» What you have to do
Write out every record below verbatim, changing nothing.

» Input
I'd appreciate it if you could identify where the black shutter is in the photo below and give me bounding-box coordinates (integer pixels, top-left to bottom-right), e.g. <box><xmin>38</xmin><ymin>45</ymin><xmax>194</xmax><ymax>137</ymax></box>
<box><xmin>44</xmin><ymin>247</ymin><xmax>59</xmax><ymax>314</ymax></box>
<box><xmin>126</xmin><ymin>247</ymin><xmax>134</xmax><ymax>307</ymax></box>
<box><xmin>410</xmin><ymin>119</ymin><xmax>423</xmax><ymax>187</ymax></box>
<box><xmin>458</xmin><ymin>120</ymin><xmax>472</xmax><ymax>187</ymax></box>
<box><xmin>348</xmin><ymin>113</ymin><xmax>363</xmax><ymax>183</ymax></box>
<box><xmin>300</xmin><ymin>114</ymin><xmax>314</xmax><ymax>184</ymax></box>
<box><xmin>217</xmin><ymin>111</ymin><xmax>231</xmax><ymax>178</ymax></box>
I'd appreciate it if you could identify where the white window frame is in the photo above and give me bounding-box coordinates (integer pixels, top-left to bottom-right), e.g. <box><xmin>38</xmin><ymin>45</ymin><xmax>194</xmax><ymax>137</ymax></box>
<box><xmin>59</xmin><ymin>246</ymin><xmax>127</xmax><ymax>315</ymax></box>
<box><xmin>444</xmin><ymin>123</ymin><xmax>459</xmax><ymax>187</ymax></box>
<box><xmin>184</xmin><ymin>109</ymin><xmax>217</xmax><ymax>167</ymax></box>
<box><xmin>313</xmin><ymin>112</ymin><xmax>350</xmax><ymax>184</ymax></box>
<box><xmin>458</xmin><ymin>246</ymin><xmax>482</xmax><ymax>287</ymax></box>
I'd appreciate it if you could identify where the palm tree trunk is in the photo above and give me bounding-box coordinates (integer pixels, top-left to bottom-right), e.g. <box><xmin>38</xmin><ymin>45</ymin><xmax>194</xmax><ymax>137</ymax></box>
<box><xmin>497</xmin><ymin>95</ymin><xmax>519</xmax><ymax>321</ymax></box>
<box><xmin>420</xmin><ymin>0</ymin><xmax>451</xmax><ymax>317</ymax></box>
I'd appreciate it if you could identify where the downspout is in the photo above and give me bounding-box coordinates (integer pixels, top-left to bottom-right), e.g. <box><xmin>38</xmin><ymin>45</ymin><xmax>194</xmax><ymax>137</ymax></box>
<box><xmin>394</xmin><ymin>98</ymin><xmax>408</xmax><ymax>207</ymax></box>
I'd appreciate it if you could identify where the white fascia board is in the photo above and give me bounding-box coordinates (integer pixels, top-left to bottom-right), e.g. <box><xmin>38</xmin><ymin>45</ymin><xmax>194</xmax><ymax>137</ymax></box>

» Output of the exercise
I'd appreciate it if you could identify where the black shutter is in the photo below and give me bounding-box coordinates (integer pixels, top-left to bottom-right), e.g. <box><xmin>38</xmin><ymin>45</ymin><xmax>194</xmax><ymax>137</ymax></box>
<box><xmin>44</xmin><ymin>247</ymin><xmax>59</xmax><ymax>314</ymax></box>
<box><xmin>126</xmin><ymin>247</ymin><xmax>134</xmax><ymax>307</ymax></box>
<box><xmin>410</xmin><ymin>119</ymin><xmax>423</xmax><ymax>187</ymax></box>
<box><xmin>458</xmin><ymin>120</ymin><xmax>472</xmax><ymax>187</ymax></box>
<box><xmin>348</xmin><ymin>113</ymin><xmax>363</xmax><ymax>183</ymax></box>
<box><xmin>300</xmin><ymin>114</ymin><xmax>314</xmax><ymax>184</ymax></box>
<box><xmin>217</xmin><ymin>111</ymin><xmax>231</xmax><ymax>178</ymax></box>
I'd appreciate it if you could identify where the white window frame is in the photo above and give me bounding-box coordinates (integer pixels, top-left to bottom-right), e.g. <box><xmin>38</xmin><ymin>45</ymin><xmax>194</xmax><ymax>137</ymax></box>
<box><xmin>59</xmin><ymin>246</ymin><xmax>127</xmax><ymax>315</ymax></box>
<box><xmin>444</xmin><ymin>123</ymin><xmax>459</xmax><ymax>187</ymax></box>
<box><xmin>184</xmin><ymin>109</ymin><xmax>217</xmax><ymax>167</ymax></box>
<box><xmin>313</xmin><ymin>112</ymin><xmax>350</xmax><ymax>184</ymax></box>
<box><xmin>458</xmin><ymin>246</ymin><xmax>482</xmax><ymax>287</ymax></box>
I'd appreciate it if you could identify where the palm tree trunk is in the photo above and give me bounding-box coordinates (integer pixels, top-left to bottom-right), e.g. <box><xmin>38</xmin><ymin>45</ymin><xmax>194</xmax><ymax>137</ymax></box>
<box><xmin>497</xmin><ymin>95</ymin><xmax>519</xmax><ymax>321</ymax></box>
<box><xmin>420</xmin><ymin>0</ymin><xmax>451</xmax><ymax>317</ymax></box>
I'd appreciate it if you could identify where the downspout is in the photo above and give me bounding-box coordinates (integer pixels, top-left to bottom-right), e.g. <box><xmin>38</xmin><ymin>45</ymin><xmax>194</xmax><ymax>137</ymax></box>
<box><xmin>394</xmin><ymin>98</ymin><xmax>408</xmax><ymax>207</ymax></box>
I'd appreciate it if you could identify where the white fascia board is in the photo above and give me bounding-box coordinates (integer pixels, top-left to bottom-right), e.g. <box><xmin>38</xmin><ymin>45</ymin><xmax>194</xmax><ymax>137</ymax></box>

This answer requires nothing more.